**Task instructions**
Each entry is to be retyped exactly as it appears, and each image is to be dropped.

**Data shown**
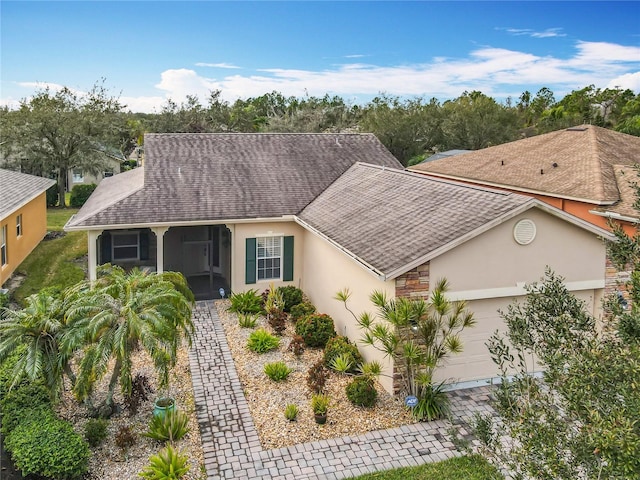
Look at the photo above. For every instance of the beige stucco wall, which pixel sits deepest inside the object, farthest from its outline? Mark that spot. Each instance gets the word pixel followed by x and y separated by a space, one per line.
pixel 241 231
pixel 494 265
pixel 326 271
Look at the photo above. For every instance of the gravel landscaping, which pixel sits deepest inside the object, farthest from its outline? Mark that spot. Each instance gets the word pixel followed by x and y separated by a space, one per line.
pixel 267 399
pixel 108 461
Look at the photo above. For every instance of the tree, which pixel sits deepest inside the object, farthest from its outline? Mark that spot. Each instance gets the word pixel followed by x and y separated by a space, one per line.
pixel 53 133
pixel 38 333
pixel 419 336
pixel 582 418
pixel 123 312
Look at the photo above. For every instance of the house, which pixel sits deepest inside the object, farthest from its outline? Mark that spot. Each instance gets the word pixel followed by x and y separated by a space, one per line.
pixel 329 211
pixel 23 217
pixel 583 170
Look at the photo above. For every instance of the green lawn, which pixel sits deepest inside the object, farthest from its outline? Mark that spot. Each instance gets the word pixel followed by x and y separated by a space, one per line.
pixel 54 262
pixel 472 467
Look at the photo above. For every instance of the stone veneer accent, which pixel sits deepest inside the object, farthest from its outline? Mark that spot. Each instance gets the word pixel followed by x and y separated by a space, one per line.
pixel 414 283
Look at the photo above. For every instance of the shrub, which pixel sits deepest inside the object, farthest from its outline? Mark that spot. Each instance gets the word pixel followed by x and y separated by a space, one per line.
pixel 291 412
pixel 126 438
pixel 291 296
pixel 317 377
pixel 319 403
pixel 95 431
pixel 296 345
pixel 361 391
pixel 338 346
pixel 247 320
pixel 140 391
pixel 262 341
pixel 170 427
pixel 80 194
pixel 277 371
pixel 246 302
pixel 316 329
pixel 301 310
pixel 167 464
pixel 48 447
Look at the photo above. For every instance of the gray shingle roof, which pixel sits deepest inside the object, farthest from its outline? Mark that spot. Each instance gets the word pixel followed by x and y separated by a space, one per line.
pixel 390 218
pixel 17 189
pixel 196 177
pixel 584 159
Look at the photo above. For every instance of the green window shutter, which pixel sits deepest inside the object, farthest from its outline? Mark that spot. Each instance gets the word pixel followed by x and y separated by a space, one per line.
pixel 250 263
pixel 287 254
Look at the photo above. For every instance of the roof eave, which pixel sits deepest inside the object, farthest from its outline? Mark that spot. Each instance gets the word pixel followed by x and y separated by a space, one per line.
pixel 515 188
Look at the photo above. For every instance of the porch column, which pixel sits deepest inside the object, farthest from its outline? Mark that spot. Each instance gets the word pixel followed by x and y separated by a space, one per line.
pixel 92 261
pixel 159 232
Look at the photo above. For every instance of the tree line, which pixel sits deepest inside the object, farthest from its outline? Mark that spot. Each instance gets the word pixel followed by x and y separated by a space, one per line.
pixel 58 131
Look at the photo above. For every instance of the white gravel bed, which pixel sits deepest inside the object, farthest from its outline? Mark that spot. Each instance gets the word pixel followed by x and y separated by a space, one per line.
pixel 267 399
pixel 108 461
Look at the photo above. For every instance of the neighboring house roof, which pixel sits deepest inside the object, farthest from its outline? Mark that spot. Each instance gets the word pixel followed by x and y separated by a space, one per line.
pixel 17 189
pixel 214 177
pixel 447 154
pixel 393 220
pixel 576 163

**Answer**
Look at the photo above. For every instance of the beige stucco wall, which pixel sits deepest inside the object, farthest from its outline? Mark that spot. Each instance gets the word pixel followed by x and y separated by a space, one per line.
pixel 241 231
pixel 494 265
pixel 326 271
Look at the photo above. For every instance of the gravel landscaping, which pixel sits deepest inside the object, farthest from its outline? Mark that spot. Each instance gets the word pixel followed by x and y separated by a space, one per line.
pixel 267 399
pixel 108 461
Look at the photo above. For every instance of the tree, which pixel sits deepest inside the object, farthest from its outline? Mark that spot. Each instance gets the word pixel followed by x and y separated by a space, one per line.
pixel 53 133
pixel 38 333
pixel 419 336
pixel 582 418
pixel 123 312
Look at the photo above. For every instance of the house, which pixel sits deepest inside the object, farthest from its outline? Mark that spot. Each instance gets the word pixel followed by x and y separated by a space, one per line.
pixel 329 211
pixel 23 217
pixel 583 170
Look at the photo above. For every instance of the green lawn, which pixel sits deepest inside the object, farthest from its outline? Mark that spot. Each instance gets the word pixel followed by x and y separated by a space, one per line.
pixel 54 262
pixel 472 467
Look at the photo above. For every instance of the stone veneer accent, which pixel sits deepest inside the object, farthest from its outline? Mark that spot. Each instance gets the word pixel followed by x and y separated by a space, one per line.
pixel 414 283
Look at the photo above. For every instance of the shrub, which pixel sits deepest inside the object, farthest from its outline? Mark that spot. Each instance gets the word pixel followed by x and y separated by a space, one per line.
pixel 291 412
pixel 126 438
pixel 291 296
pixel 317 377
pixel 319 403
pixel 95 431
pixel 296 345
pixel 361 391
pixel 338 346
pixel 247 320
pixel 140 391
pixel 262 341
pixel 170 427
pixel 80 194
pixel 277 371
pixel 246 302
pixel 316 329
pixel 301 310
pixel 167 464
pixel 48 447
Look at the photo above. For every instance of the gray shingle roof, which pixel sits deepest inside the object, farthest from its outline? Mark that spot. Each instance gets the word pixel followed by x and y separated by a space, one per line.
pixel 390 218
pixel 17 189
pixel 196 177
pixel 584 159
Look at the photo above. For every instance of the green window shutter, which pixel sits deepest inside the object, farthest from its outline? Mark that spot. Each instance gets the word pixel followed by x and y separated by a space, one per line.
pixel 250 263
pixel 287 254
Look at the photo above. For every instance of the roof eave, which pixel sits deepest inside the object, farthest from its outline? Mark that spot. Each instance gets the word pixel followed by x and y separated by a space, one per line.
pixel 515 188
Look at the photo above. For every instance of the porch column, which pixel sits deepest inside the object, farthest from its outline? Mark that spot. Each instance gets the word pixel followed by x and y separated by a space, one per line.
pixel 92 261
pixel 159 232
Look at the photo above. For every instance of the tree line, which pixel sits deepest inside the object, farthest from its outline? Mark that spot. Each instance gets the word pixel followed by x and y separated by a space, one per line.
pixel 58 131
Look at the photo above. For every instance of the white gravel bed, which pixel sits deepest inside the object, farthest from its outline? Mark that spot. Each instance gets the word pixel followed by x and y separated by a space, one per line.
pixel 267 399
pixel 108 461
Look at the photo above. For every instance of the neighboring house roof, which pixel sits deepest inside the object, farthest from its outline? Mark that spot. Each instance gets the word pixel followed by x and y separated by a space, one per line.
pixel 17 189
pixel 214 177
pixel 447 154
pixel 393 220
pixel 576 163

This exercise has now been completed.